■ EXERCISE TASKS
1) In the Look Alive review, which track is called the album's showstopper?
2) Using the Look Alive review, mark each statement yes or no and quote the words that decide it: (a) Look Alive is Guster's eighth album. (b) "Satellite" appeared on a 2006 album. (c) "Hard Times" is the most Guster-like track on Look Alive.

■ GIVEN PASSAGE
Guster has long been associated with “college rock,” and not without reason. Even though every member of the Boston-based band is now over 40, they still make bright, hyper-polished alt-pop tailor-made for campus radio. The band’s eighth album, Look Alive, adds synths and contemporary production flourishes to their sonic repertoire, but all the hallmarks of their sound remain: winsome melodies, soaring hooks, and tight, immaculate songcraft that combines the best of Britpop, 1960s folk, and post-grunge.

Like most Guster albums, Look Alive has a few duds, a few modest successes, and at least one showstopper—a song that makes you wonder why the band was never more successful. On 2006’s Ganging Up on the Sun, that song was “Satellite,” a shimmering power-pop masterpiece that split the difference between the Shins and Neutral Milk Hotel. Here, it’s “Hard Times,” which also happens to be the least Guster-like track on the album. Drenched in Auto-Tune, buzzing synth frequencies, and stadium-ready percussion, the song doesn’t sound anything like “Satellite,” let alone like the band’s output before 2000. Yet, true to form, it’s a remarkable piece of pop. “Sinister systems keep us satisfied/These are hard times,” Ryan Miller wails. It’s a simple statement, but it makes for a stunning chorus, and Miller’s effusive delivery renders it the most cathartic moment on the album.

■ AVAILABLE DATA
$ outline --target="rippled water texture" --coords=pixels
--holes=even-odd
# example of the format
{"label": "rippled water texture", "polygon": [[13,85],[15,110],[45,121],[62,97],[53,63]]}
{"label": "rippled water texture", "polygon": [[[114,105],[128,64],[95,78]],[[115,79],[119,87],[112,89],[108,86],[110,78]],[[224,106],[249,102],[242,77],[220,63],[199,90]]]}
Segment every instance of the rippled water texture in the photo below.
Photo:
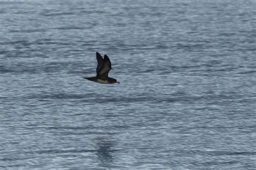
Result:
{"label": "rippled water texture", "polygon": [[0,1],[0,168],[256,169],[255,6]]}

■ RESPONSES PER TASK
1) "Hard Times."

2)
(a) Yes: "The band’s eighth album, Look Alive"
(b) Yes: "On 2006’s Ganging Up on the Sun, that song was “Satellite,”"
(c) No: "the least Guster-like track on the album"